======== TEXT PASSAGE

Unless the term 'generic programming' is older than I'm aware of, the word 'polymorphism' has been a technical term in programming language research longer than 'generic programming'. Certainly the word polymorphism has been in use longer than the language C++ has existed. Inheritance polymorphism / class polymorphism is one means of implementing polymorphism. It does cause a moment of confusion the first time you see the word used in a more general sense if you are used to thinking of polymorphism only referring to one kind of polymorphism.

Forgive my lack of C++ knowledge, but surely inheritance is a separate topic to polymophism?

If we think of a classic OOP example, we might say (in some made-up language):

    Mammals can breathe
    Mammals can move

    Dogs are Mammals
    Dolphins are Mammals

From this, we know that Dogs and Dolphins can breathe and move, so we can write code like:

    function checkStatus(Mammal m) {
      try {
        m.move();
        return "Free";
      } catch {
        try {
          m.breathe();
          return "Trapped";
        } catch {
          return "Dead";
        }
      }
    }

This code is subclass polymorphic, since we can pass in a Dog or a Dolphin, or some other type of Mammal, and it will work unchanged.

Yet this is completely orthogonal to inheritance! There are two ways we might actually implement these constructs:

- Mammal is an interface: Dog implements breathe by operating its lungs and move by operating its legs; Dolphin implements breathe by operating its lungs and move by operating its tail and fins.

- Mammal is an abstract class which implements breathe by operating its lungs. Dog inherits breathe and implements move by operating its legs; Dolphin inherits breathe and implements move by operating its tail and fins.

Both of these are valid approaches, but consider that:

- Only the second approach uses inheritance, so it seems strange to limit "polymorphism" to only this case.

- The checkStatus code doesn't actually care which approach we take. It's "polymorphic in our choice of polymorphism"!

================
======== SUPPLIED ENTRIES

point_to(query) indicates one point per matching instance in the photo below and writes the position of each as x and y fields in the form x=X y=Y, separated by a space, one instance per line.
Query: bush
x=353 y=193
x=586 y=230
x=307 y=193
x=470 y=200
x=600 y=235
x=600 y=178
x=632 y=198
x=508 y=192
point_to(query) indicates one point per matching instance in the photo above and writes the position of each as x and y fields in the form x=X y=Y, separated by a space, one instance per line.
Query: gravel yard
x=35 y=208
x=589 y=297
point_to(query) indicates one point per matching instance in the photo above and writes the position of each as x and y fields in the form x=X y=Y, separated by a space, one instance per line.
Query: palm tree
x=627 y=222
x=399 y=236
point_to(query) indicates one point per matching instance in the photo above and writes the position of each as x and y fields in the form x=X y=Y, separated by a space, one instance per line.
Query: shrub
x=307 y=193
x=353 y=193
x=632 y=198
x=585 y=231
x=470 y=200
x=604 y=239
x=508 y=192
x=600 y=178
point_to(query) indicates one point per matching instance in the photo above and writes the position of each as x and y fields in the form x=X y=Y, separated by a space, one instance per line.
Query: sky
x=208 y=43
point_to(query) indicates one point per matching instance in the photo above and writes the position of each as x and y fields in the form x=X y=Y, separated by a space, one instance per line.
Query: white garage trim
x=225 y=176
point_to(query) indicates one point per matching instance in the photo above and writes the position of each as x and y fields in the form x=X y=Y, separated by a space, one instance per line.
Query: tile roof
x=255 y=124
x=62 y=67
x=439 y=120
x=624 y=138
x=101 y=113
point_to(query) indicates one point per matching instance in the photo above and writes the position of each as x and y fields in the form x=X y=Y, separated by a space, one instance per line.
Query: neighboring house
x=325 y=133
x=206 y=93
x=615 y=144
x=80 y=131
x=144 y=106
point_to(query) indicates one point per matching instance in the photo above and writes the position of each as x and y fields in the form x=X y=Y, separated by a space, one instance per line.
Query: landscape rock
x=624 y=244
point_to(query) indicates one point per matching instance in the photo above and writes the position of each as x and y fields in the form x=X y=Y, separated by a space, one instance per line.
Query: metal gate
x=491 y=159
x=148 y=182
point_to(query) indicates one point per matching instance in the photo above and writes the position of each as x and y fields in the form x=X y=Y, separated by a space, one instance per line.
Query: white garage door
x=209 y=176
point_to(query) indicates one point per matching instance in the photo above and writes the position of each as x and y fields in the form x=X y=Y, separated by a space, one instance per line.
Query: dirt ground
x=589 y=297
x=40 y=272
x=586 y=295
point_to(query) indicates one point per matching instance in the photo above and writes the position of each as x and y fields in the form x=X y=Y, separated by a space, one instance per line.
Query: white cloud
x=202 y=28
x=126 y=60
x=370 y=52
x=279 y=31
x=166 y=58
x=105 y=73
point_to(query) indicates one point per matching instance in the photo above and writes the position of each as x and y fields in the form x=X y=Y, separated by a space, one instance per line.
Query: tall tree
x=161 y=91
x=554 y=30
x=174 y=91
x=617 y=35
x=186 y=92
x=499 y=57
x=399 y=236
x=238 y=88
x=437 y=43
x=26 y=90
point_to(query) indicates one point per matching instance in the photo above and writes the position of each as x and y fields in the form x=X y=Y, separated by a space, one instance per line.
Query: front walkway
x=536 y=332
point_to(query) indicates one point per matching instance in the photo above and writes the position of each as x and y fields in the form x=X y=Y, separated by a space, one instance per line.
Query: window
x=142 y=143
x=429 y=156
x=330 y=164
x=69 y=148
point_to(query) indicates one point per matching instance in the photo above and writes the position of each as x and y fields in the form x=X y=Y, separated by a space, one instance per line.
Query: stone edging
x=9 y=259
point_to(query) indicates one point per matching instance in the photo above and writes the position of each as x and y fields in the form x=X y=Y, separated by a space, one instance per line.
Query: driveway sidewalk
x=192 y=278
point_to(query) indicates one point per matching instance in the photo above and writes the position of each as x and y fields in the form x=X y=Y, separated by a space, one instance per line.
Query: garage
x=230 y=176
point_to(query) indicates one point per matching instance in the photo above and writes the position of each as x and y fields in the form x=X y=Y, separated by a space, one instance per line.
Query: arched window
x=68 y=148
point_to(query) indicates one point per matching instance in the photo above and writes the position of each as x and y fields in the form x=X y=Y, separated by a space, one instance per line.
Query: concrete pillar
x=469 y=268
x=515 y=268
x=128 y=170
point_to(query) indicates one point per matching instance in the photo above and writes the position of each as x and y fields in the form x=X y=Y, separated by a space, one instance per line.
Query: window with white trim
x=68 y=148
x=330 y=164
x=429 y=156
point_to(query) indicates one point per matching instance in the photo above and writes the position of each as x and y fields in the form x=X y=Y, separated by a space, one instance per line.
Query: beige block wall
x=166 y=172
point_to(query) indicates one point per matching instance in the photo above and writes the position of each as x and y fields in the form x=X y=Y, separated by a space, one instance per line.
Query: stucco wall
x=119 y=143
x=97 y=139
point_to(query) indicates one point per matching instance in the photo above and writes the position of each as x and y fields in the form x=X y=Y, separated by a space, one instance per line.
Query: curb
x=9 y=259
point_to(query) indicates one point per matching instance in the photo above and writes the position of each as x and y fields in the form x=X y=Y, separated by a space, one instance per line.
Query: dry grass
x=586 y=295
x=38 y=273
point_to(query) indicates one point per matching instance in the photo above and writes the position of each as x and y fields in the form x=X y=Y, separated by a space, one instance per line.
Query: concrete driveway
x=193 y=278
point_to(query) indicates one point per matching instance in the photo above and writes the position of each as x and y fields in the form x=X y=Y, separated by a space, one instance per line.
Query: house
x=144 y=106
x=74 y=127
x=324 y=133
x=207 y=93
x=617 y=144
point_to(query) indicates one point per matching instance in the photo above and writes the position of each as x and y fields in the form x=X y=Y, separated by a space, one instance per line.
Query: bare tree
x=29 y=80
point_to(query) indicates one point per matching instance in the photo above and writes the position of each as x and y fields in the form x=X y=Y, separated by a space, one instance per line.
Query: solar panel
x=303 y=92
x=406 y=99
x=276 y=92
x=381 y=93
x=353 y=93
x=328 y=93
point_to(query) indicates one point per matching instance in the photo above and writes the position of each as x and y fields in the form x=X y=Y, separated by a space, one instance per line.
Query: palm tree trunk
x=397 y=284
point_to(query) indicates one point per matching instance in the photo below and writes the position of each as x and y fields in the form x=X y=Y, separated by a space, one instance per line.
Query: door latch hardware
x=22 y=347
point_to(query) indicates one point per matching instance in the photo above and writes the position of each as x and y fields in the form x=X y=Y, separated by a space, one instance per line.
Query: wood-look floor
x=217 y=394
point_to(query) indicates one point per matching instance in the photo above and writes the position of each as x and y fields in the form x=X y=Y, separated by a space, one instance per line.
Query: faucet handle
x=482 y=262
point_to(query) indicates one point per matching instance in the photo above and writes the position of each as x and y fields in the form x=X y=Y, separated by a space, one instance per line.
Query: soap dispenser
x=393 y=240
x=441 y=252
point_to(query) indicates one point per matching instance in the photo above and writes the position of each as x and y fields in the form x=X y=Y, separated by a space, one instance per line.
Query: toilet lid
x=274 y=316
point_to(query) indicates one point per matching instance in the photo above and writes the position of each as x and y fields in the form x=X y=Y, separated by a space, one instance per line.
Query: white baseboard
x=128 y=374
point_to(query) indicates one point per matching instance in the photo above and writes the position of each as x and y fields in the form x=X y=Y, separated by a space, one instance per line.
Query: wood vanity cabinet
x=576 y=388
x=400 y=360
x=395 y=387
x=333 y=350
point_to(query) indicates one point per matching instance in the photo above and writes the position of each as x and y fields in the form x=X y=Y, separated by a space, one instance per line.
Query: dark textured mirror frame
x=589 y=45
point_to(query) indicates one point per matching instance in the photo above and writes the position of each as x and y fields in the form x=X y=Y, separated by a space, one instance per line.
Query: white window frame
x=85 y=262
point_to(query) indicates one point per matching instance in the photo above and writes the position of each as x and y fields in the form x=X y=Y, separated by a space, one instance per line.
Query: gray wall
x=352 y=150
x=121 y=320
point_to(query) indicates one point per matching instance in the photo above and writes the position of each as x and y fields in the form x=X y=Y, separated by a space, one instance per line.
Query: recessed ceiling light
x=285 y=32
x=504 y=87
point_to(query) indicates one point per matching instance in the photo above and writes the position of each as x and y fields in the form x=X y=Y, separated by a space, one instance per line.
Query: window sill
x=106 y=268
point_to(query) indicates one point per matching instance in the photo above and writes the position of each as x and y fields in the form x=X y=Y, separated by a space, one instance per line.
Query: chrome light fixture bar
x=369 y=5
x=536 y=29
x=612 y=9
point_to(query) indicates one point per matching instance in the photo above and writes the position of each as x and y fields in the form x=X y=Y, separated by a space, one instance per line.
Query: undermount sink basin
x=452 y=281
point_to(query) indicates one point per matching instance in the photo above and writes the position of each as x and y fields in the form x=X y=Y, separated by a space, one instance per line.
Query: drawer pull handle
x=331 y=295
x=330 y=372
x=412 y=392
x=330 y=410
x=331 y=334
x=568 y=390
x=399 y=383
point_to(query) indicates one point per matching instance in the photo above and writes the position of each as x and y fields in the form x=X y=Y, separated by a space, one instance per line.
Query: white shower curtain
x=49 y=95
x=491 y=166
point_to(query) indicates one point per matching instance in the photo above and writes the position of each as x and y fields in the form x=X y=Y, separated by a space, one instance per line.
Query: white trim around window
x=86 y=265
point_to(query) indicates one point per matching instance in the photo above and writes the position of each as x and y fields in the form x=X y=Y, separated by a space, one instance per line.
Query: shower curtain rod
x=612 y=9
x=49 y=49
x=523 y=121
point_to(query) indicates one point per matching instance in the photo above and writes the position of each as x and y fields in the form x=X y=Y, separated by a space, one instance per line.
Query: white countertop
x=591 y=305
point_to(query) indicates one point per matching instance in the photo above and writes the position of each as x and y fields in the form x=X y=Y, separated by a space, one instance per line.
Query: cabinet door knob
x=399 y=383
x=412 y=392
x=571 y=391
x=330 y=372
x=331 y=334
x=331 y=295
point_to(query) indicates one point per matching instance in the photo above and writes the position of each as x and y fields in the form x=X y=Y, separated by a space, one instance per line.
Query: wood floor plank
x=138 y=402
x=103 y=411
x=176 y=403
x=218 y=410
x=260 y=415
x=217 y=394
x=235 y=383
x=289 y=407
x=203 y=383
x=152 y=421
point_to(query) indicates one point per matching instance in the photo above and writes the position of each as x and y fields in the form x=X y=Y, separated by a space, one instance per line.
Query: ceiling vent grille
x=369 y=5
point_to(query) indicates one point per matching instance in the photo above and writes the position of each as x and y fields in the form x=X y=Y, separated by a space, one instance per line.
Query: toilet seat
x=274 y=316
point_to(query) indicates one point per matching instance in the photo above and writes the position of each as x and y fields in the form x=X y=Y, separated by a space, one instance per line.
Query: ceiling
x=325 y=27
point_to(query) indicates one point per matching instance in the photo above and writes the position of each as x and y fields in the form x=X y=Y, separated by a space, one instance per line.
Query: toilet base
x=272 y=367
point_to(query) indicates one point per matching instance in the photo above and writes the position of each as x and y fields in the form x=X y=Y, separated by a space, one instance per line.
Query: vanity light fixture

================

**SHORT PROBLEM 1**
In the polymorphism thread, which string values can the checkStatus function return?
**SHORT PROBLEM 2**
How would you put this sentence from the polymorphism thread into Spanish: "Certainly the word polymorphism has been in use longer than the language C++ has existed."
The records have no connection to the polymorphism thread.

**EXPECTED OUTPUT 1**
"Free", "Trapped", "Dead"

**EXPECTED OUTPUT 2**
Ciertamente, la palabra polimorfismo lleva en uso más tiempo del que lleva existiendo el lenguaje C++.